SET TASK :: Could you reproduce all of the data below with "point_to" replaced by "find_points" everywhere, leaving everything else unchanged and the pictures out?

RECORDS SUPPLIED ::
+===+

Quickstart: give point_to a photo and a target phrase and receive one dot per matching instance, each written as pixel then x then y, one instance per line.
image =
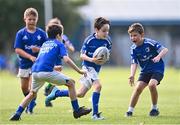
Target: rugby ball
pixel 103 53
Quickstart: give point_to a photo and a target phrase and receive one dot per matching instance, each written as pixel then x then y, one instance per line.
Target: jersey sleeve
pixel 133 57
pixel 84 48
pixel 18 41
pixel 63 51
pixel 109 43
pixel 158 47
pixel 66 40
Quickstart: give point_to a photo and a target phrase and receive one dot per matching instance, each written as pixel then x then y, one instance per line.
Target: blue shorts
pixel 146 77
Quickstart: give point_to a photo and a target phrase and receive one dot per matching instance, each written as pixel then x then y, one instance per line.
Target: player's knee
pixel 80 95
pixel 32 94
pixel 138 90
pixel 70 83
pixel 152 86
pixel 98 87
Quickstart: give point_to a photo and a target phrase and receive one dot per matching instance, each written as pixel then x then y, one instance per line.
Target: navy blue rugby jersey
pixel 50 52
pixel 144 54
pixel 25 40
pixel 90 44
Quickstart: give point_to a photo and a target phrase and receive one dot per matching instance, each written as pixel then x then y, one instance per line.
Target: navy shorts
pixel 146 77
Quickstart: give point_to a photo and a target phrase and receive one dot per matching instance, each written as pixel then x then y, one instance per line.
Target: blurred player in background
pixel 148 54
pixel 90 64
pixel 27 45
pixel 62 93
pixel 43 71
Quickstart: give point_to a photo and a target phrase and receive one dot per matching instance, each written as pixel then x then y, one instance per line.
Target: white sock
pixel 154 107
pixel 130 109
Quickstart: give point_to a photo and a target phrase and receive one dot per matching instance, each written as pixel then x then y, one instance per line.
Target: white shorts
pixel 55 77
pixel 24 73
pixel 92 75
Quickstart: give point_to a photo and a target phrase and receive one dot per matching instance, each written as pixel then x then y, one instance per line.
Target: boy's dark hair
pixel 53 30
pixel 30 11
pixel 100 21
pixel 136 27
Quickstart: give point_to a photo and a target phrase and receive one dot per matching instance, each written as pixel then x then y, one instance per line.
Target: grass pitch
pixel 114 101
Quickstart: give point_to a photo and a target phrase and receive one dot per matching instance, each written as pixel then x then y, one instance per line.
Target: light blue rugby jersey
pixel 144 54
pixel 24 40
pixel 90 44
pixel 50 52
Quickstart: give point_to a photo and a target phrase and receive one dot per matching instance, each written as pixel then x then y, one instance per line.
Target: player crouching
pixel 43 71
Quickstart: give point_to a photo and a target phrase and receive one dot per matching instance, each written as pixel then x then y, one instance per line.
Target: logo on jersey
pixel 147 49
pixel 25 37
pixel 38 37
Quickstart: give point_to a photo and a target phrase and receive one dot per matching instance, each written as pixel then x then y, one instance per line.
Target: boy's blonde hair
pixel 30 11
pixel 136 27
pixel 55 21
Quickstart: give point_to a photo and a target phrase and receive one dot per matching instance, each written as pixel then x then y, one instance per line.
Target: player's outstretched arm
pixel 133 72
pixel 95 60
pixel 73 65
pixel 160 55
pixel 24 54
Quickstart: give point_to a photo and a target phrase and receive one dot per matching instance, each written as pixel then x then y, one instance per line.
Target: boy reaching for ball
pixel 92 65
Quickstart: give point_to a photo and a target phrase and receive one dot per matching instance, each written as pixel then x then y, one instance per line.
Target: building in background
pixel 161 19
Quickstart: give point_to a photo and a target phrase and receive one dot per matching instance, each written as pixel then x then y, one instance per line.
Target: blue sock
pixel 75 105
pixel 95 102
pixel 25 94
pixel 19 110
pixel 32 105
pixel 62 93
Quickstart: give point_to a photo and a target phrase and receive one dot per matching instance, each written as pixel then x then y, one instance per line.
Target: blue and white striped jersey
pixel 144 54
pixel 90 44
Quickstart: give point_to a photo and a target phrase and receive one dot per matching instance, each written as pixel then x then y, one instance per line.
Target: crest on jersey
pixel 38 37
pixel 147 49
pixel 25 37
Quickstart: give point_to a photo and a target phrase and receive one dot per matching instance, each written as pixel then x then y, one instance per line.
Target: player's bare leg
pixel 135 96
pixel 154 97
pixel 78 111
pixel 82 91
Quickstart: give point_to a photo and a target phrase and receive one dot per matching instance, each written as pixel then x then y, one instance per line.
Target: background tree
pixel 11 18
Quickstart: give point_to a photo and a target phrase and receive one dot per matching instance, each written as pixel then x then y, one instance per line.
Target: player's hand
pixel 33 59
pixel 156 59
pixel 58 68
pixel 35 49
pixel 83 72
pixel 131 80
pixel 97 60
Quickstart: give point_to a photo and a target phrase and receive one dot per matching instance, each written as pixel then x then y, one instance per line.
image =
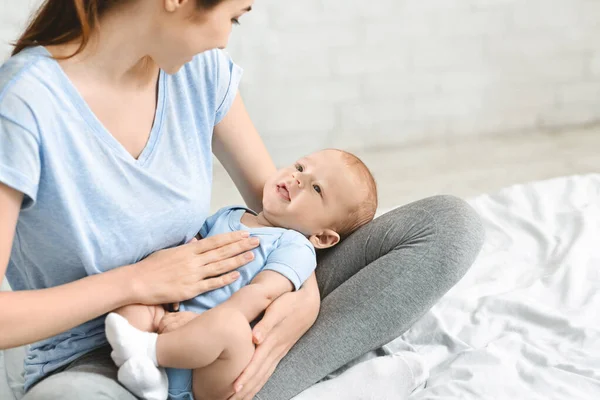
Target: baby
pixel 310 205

+===+

TASK SOLUTION ::
Quickstart: give find_points a photo and a target phrase and receive one dot per matching instance, each written as pixel then x then y, one instance per line.
image =
Target: rugby ball
pixel 103 53
Quickstart: give find_points a photo and a target phrase and receive one dot per matching instance, each written as pixel then x then y, one instance per line.
Target: jersey sleeve
pixel 133 57
pixel 84 48
pixel 18 41
pixel 63 51
pixel 109 43
pixel 158 47
pixel 66 40
Quickstart: give find_points a photo and a target phrase and receive one dot per matching instance, each written as pixel then x then y, one instance per line.
Target: blue shorts
pixel 146 77
Quickstart: give find_points a photo and a target phrase and receive one dot per matching instance, each written as pixel then x then y, one instance per line.
Target: player's knee
pixel 80 95
pixel 32 94
pixel 138 90
pixel 70 83
pixel 152 86
pixel 98 87
Quickstart: give find_points a photo and a target phrase and receive one dot per matching instance, each written as pixel then x then y, one instance per line.
Target: navy blue rugby jersey
pixel 50 52
pixel 144 54
pixel 25 40
pixel 90 44
Quickstart: give find_points a photo and a target phrase and receive one dot per matching instance, each written as pixel then x then y, one instance per line.
Target: navy shorts
pixel 146 77
Quickstart: give find_points a photo and a target phrase and receive one dot per matching instance, each written as pixel then x then y, one instance per line.
Target: blurred player in background
pixel 148 54
pixel 90 64
pixel 27 45
pixel 62 93
pixel 43 71
Quickstart: give find_points a photo and a target phrase and receive one dot per matching instance, each written as pixel then x then y, one instance per line.
Target: white sock
pixel 154 107
pixel 130 109
Quickstart: give find_points a photo and a target phrase and receive one dot per matching instance, each written as pixel then x then y, one instance per line.
Target: white shorts
pixel 55 77
pixel 24 73
pixel 92 75
Quickstart: give find_points a photo and a target phrase and receive one dot per matching instance, each written as pixel then x then y, one instance per line.
Target: boy's dark hair
pixel 53 30
pixel 30 11
pixel 100 21
pixel 136 27
Quickstart: give find_points a photo and a target phrase and receive one dot per matching instance, each written as pixel then x then y, one instance per line.
Target: grass pitch
pixel 114 101
Quickstart: give find_points a photo and a target phrase and receive one dot per matching instance, each written as pixel then x then y, one instance per line.
Target: light blue rugby jersey
pixel 144 54
pixel 24 40
pixel 90 44
pixel 50 52
Quickstart: give find_points a photo and a target phrase and receive one dot per matching instance, each written as pixel then x then y, one instance per line.
Target: player crouching
pixel 43 71
Quickstart: give find_points a photo and a target phrase and receive one dot per matching instance, each written as pixel then x then y, one instance per line.
Target: logo on jersey
pixel 147 49
pixel 25 37
pixel 38 37
Quickstart: give find_points a photo and a target phrase and receive one dot per matching instance, each written as pixel then x then y, one instance per line.
Target: boy's blonde hair
pixel 30 11
pixel 136 27
pixel 55 21
Quickstart: give find_points a photo and a target phrase and receive one dot per matching instance, each written as pixel then x then y, one instance per line.
Target: player's outstretched arm
pixel 133 72
pixel 95 60
pixel 73 65
pixel 160 55
pixel 24 54
Quickstart: give find_points a photo and a target phrase and receive one dot per matching instance, each written as pixel then x then y, one instance per line.
Target: boy reaching for ball
pixel 92 65
Quickstart: give find_points a photo and a target phrase and receive one dot per matching instance, each written as pixel then x then y, one instance per line.
Target: building in background
pixel 161 19
Quickstart: give find_points a photo and a target phrase and receive one dot per matching instance, each written as pixel then x then y, one instance per line.
Target: blue sock
pixel 75 105
pixel 95 102
pixel 25 94
pixel 19 110
pixel 32 105
pixel 62 93
Quickstart: give find_points a photo and a target phrase and receive one dot per matching instance, each written as pixel then x then y, one instance per line.
Target: blue and white striped jersey
pixel 144 54
pixel 90 44
Quickstart: give find_points a photo and a target phrase and receive one dot per matching instance, each written as pixel then x then y, one instance per line.
Target: crest on jersey
pixel 38 37
pixel 147 49
pixel 25 37
Quickstart: give find_points a photo and a target phrase and receive one dot per matching instance, each written as pixel then x then y, one instance per line.
Target: player's bare leg
pixel 135 96
pixel 154 97
pixel 78 111
pixel 82 91
Quickstart: give find_points a photo and a target phrase and receive one dot per matching instance, each written as pixel then x then y, one instance per line.
Target: background tree
pixel 11 18
Quickstart: give find_points a photo and a target phrase and receive one dot per matching instance, each written as pixel then x then y, one instance per line.
Target: player's hand
pixel 33 59
pixel 156 59
pixel 58 68
pixel 35 49
pixel 83 72
pixel 131 80
pixel 97 60
Quickstart: give find_points a photo and a target phrase and receive one dot per matching instance, each written as pixel then x then y, one instance per line.
image =
Target: baby
pixel 310 205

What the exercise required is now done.